## Prompt
In the article about the COVID-19 testing clinic, where did the clinic move at the start of the new year?

## Document text

Content starts

Demand for COVID-19 testing has only increased as the highly contagious omicron variant has caused a surge in cases. Since Christmas, Thomas-Hockaday said, the clinic has had no fewer than 200 people coming in a day for either testing or vaccinations.
“We're trying to stay open as long as we can, but without some large infusion of cash, I don't know how much longer we're going to be able to run it just fiscally,” she said. “And I hate that for the community.”
Originally located at the Ana Lark Center, the clinic moved to the African American Youth Harvest Foundation at the start of the new year. But the break room Bobby Berk redesigned in Queer Eye is still being put to use. The Central Texas Allied Health Institute, which had been located in South Austin, moved into the Ana Lark Center.
This location change was the plan for the clinic all along, Thomas-Hockaday said. CTAHI has been partnering with the Harvest Foundation for vaccine clinics since March. The foundation is already a hub of resources, providing a number of services, such as counseling, leadership training, youth mentorship, workforce assistance and other social services. Its founder and CEO, Michael Lofton, said when he was asked to take the CTAHI partnership to another level and have the clinic move in, he saw it as another way to help fill the gaps in services in Travis County’s Eastern Crescent.
“It just really allowed us to serve more on a real-time basis,” he said. “We could just easily say, come on over to the Harvest Foundation's resource center, and we can meet all of your needs … vaccinations being one of many, many services that we offer.”
The clinic has been successful in reaching Austin’s Black and Hispanic residents; 15% of its vaccine recipients have been Black and 54% Hispanic, according to CTAHI. Thomas-Hockaday says she would like the clinic to be fully staffed one day. And once COVID-19 recedes, she’s looking into keeping the clinic open and possibly applying for status as federally qualified health center.
“I would very much like to do that, but, you know, that requires money as well,” she said.
The Central Texas Allied Health Institute itself is also seeking out funding, Thomas-Hockaday says, so more students can attend. Many of the students require scholarships, but CTAHI is limited on the funding opportunities it can provide them with right now. It is in the process of applying to be part of the federal financial aid system, but the process takes several months. So for now, in terms of aid, students are limited to state-level workforce funding.

Content ends

## Data supplied

Content starts

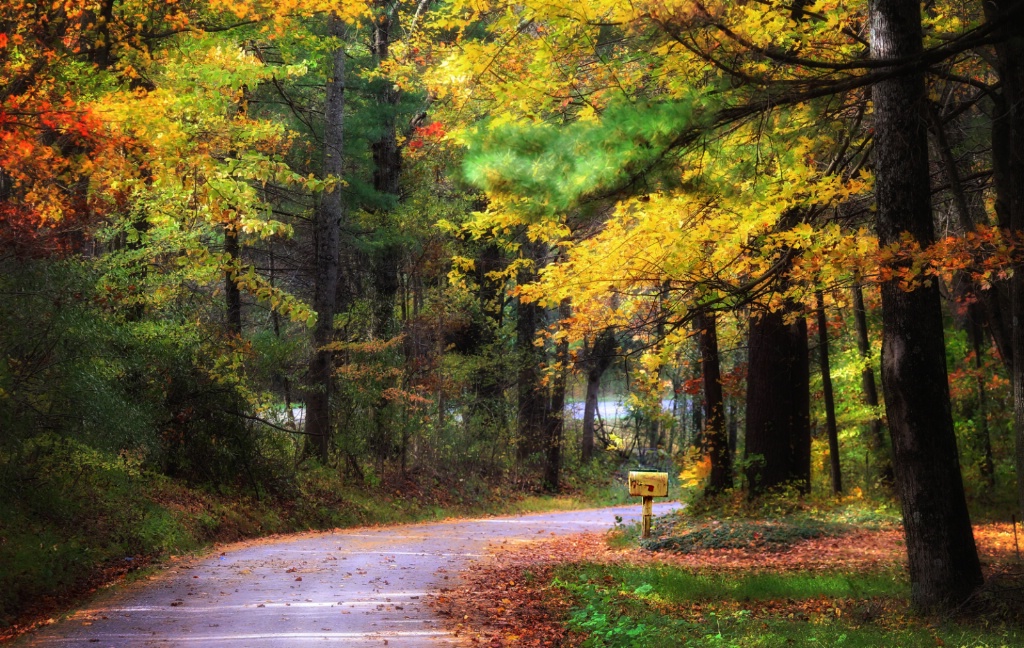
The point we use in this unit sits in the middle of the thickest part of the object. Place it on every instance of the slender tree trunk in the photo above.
(983, 438)
(778, 436)
(869, 392)
(715, 436)
(327, 228)
(532, 397)
(556, 411)
(1008, 166)
(387, 172)
(830, 429)
(942, 556)
(598, 360)
(232, 296)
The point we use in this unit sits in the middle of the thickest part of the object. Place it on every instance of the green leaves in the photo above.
(544, 170)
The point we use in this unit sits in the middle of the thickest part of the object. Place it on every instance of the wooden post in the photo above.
(647, 486)
(648, 512)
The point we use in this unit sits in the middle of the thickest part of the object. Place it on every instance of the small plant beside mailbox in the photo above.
(648, 485)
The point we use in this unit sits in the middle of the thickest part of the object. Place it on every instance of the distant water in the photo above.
(609, 409)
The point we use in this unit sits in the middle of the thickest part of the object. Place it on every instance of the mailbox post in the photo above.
(648, 486)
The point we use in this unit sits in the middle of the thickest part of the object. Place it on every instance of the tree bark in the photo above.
(869, 392)
(232, 296)
(387, 171)
(942, 556)
(556, 409)
(715, 437)
(327, 227)
(778, 436)
(598, 360)
(1008, 166)
(830, 429)
(532, 398)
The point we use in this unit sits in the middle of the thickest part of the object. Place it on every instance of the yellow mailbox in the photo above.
(648, 486)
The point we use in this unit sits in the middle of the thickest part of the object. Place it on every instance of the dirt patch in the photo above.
(508, 601)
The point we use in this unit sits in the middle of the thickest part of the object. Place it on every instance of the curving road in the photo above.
(366, 587)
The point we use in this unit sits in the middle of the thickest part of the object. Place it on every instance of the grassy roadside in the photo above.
(793, 576)
(82, 520)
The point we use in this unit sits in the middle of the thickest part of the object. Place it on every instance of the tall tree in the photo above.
(868, 388)
(826, 389)
(778, 435)
(943, 559)
(327, 228)
(1008, 168)
(716, 438)
(597, 360)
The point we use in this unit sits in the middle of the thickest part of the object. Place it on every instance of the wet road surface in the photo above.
(366, 587)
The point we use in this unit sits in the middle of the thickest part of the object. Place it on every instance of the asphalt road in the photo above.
(366, 587)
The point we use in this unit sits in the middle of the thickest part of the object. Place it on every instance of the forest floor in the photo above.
(88, 526)
(843, 588)
(366, 587)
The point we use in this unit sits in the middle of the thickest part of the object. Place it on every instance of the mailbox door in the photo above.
(648, 483)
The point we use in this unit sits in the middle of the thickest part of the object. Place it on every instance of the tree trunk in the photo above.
(778, 435)
(327, 227)
(532, 398)
(942, 556)
(556, 409)
(1008, 166)
(830, 429)
(982, 438)
(598, 360)
(387, 171)
(869, 392)
(232, 296)
(715, 437)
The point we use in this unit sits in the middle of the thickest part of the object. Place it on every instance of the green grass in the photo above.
(73, 517)
(651, 607)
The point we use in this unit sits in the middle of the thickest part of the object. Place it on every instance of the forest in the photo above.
(263, 261)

Content ends

## Exercise solution
The African American Youth Harvest Foundation.